▸ **TO DO**:
Convert everything from the line containing "Would it be possible to detect the castle turret" down to the line containing "329,136,344,165" into a numbered list, omitting any blank lines.

Records from a data source
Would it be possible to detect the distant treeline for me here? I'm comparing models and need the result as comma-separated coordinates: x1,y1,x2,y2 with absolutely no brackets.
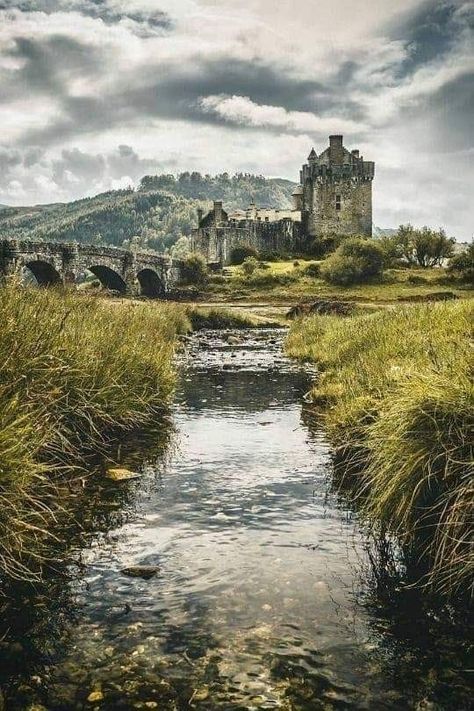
0,172,294,252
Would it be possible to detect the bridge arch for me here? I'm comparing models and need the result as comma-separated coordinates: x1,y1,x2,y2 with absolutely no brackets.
24,259,63,286
87,264,127,294
137,269,165,298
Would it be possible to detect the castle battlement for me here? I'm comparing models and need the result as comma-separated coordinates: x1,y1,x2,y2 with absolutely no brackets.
191,135,375,264
293,135,375,238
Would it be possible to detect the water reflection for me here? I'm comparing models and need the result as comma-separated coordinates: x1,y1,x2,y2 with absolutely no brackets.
0,332,468,711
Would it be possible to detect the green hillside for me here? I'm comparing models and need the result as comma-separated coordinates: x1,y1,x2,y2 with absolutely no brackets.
0,173,295,252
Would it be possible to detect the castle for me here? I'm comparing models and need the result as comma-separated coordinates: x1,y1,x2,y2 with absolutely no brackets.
191,136,375,265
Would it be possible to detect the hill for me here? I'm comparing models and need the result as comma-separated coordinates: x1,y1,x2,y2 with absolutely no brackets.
0,173,295,252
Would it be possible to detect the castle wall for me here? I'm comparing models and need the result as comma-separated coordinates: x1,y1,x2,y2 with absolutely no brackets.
191,219,303,265
307,179,372,237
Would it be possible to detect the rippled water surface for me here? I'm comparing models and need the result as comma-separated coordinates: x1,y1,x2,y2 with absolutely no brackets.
1,331,469,711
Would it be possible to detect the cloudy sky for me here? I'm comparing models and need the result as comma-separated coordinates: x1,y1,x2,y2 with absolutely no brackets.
0,0,474,240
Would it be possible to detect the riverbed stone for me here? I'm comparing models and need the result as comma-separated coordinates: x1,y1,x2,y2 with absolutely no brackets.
87,689,104,704
121,565,160,580
107,467,140,481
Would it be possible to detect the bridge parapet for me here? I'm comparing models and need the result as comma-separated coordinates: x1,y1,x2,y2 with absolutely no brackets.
0,240,182,297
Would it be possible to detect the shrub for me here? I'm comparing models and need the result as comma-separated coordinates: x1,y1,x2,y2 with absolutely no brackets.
230,244,258,264
308,235,341,257
240,257,258,277
181,252,208,285
448,243,474,284
385,224,454,267
303,263,321,277
260,250,288,262
407,274,427,284
321,237,383,286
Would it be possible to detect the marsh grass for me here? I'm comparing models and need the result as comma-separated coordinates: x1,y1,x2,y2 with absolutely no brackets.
187,307,281,331
0,284,189,579
287,301,474,594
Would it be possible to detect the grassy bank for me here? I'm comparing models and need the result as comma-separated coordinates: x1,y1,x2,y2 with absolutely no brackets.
187,306,285,331
200,259,472,304
0,286,189,577
287,301,474,594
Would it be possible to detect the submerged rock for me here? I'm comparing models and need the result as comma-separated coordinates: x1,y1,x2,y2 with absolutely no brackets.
87,691,104,704
120,565,160,580
107,467,140,481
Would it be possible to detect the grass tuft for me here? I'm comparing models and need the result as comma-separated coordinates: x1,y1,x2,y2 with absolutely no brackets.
287,301,474,594
0,284,189,578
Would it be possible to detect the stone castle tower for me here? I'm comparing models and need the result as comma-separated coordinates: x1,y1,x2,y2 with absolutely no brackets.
293,136,375,237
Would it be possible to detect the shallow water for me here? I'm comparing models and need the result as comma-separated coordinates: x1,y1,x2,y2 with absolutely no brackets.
0,331,469,711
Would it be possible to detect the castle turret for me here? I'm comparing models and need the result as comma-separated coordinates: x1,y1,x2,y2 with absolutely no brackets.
300,134,375,238
292,185,303,211
329,136,344,165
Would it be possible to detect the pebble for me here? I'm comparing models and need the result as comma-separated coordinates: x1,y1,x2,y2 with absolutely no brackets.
107,467,140,481
87,691,104,704
121,565,159,580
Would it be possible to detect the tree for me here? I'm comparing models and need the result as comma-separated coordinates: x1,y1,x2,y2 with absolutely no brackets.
448,242,474,284
182,252,208,285
392,224,454,267
240,257,258,277
321,237,384,286
230,244,258,264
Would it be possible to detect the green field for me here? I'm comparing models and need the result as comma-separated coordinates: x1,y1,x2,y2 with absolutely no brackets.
200,259,473,304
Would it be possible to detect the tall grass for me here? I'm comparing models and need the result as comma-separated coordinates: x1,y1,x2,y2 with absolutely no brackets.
287,302,474,594
0,284,189,578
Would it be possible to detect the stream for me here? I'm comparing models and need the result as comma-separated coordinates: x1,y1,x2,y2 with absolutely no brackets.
0,330,471,711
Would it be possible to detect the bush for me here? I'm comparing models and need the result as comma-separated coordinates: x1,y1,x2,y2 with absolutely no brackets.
260,250,288,262
321,237,383,286
382,224,454,267
448,243,474,284
407,274,427,284
303,263,321,277
230,244,258,264
308,235,341,257
241,257,258,277
181,252,208,285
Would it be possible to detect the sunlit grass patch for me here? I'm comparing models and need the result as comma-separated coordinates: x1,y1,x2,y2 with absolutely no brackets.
287,301,474,592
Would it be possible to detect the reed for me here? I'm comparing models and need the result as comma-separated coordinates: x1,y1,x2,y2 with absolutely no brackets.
0,284,190,578
287,301,474,595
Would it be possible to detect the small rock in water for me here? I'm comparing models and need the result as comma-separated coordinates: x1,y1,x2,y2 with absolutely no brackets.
107,467,140,481
192,686,209,701
87,691,104,704
121,565,160,580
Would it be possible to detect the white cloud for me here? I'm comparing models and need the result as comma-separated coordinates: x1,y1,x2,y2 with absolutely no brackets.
199,94,363,134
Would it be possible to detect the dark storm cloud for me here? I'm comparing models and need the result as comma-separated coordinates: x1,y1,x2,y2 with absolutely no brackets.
426,72,474,149
52,144,160,187
0,0,173,33
2,34,103,101
392,0,474,76
17,54,362,144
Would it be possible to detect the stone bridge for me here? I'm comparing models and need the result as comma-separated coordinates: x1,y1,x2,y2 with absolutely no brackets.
0,240,182,297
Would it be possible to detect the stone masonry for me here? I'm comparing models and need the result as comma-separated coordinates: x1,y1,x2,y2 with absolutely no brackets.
293,136,375,239
191,136,375,265
0,240,182,297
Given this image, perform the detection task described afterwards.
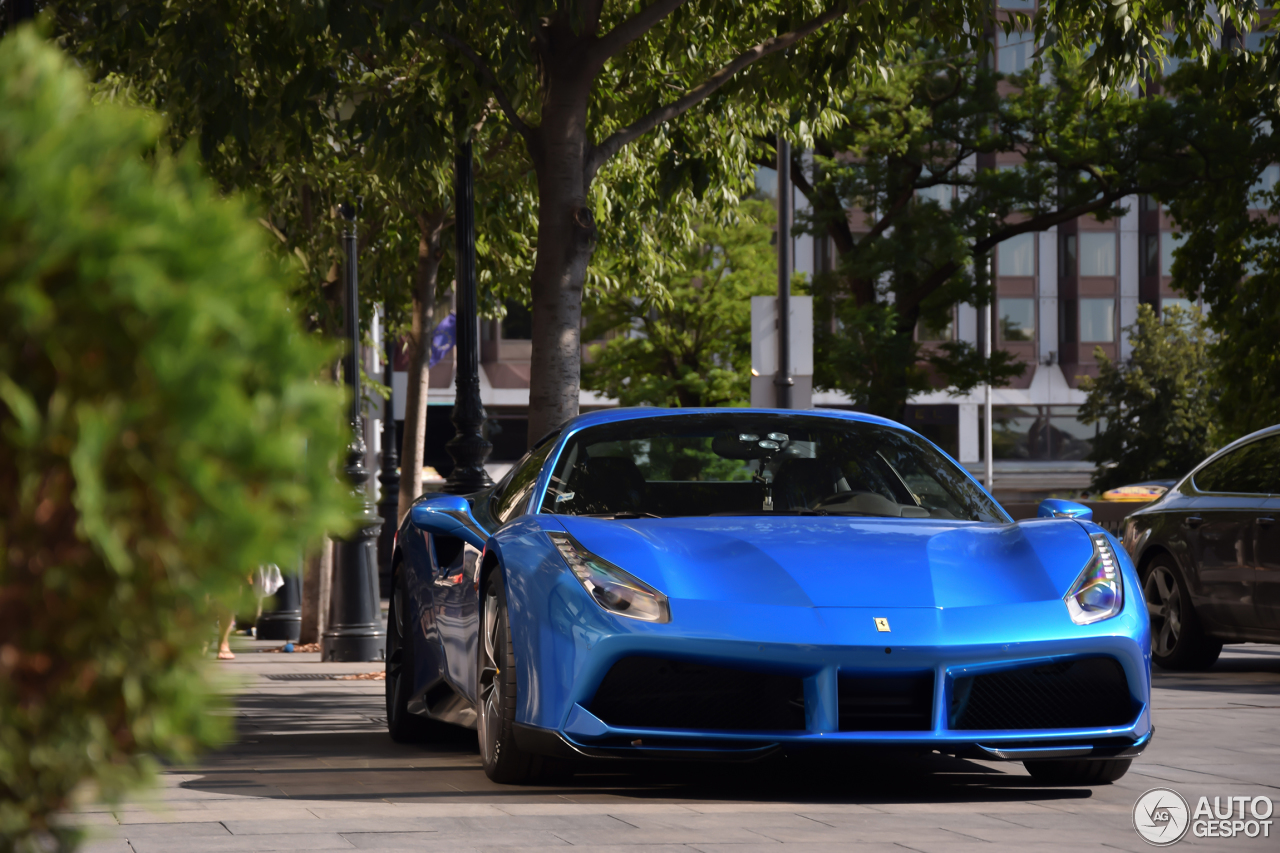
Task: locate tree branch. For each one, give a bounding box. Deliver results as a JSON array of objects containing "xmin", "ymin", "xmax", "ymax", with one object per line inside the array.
[
  {"xmin": 586, "ymin": 0, "xmax": 687, "ymax": 71},
  {"xmin": 586, "ymin": 0, "xmax": 849, "ymax": 183},
  {"xmin": 412, "ymin": 20, "xmax": 534, "ymax": 142}
]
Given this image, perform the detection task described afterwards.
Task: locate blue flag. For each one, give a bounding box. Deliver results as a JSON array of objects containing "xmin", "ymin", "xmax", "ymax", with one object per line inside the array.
[{"xmin": 426, "ymin": 311, "xmax": 458, "ymax": 368}]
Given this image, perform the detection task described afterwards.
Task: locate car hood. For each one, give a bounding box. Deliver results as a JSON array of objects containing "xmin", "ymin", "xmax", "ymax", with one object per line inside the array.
[{"xmin": 558, "ymin": 516, "xmax": 1093, "ymax": 607}]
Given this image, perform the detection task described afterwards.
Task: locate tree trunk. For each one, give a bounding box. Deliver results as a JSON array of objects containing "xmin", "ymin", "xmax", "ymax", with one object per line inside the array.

▸ **ANSWER FOR THIS EXERCISE**:
1. Would it be possible to detect the castle turret for me here? I'm comparing models and need the result as comma-separated coordinates: x1,y1,x2,y2 with absolutely no brackets.
2. 300,134,375,238
3. 292,185,303,211
4. 329,136,344,165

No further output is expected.